--- Brief 1 ---
From the passage on dense aether theory, name each theory that it says appears ad hoc without the dense aether model.
--- Brief 2 ---
Tally the lines of the records that contain the string "plastic", treating case as significant, and give only the number.

Dense aether theory explains it with superfluid condensation. When the gas changes phase of matter, the density fluctuations emerge. These density fluctuations have character of string mesh inside of dense elastic fluids. Without dense aether model the theories like the string theory, string net liquid theory and/or loop quantum gravity theories appear pretty ad-hoced: why some strings should exist in vacuum?

Note that the string mesh mediated transverse waves of light, which are much slower than the longitudinal waves - which explains, why universe expanded fast at the moment, when the primordial space-time (so called false vacuum) condensed into strings. The dense aether model just doesn't consider the Big bang as the main source of this event.

--- Record set ---

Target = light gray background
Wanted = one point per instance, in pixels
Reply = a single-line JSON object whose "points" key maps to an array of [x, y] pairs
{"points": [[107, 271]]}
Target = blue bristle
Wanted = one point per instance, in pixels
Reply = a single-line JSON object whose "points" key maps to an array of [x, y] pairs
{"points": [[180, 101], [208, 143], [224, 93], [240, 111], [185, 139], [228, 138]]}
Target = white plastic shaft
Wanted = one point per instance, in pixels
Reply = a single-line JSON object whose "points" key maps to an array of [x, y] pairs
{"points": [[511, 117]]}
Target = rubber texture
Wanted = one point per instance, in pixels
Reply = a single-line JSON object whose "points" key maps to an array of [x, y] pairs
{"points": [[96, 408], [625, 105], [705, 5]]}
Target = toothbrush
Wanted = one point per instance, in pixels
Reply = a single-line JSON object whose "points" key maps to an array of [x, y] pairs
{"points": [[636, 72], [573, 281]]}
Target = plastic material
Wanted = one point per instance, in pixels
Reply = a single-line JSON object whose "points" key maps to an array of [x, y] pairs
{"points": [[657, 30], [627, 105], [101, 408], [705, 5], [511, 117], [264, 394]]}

--- Expected output 1 ---
String theory, string net liquid theory, and loop quantum gravity theories.

--- Expected output 2 ---
2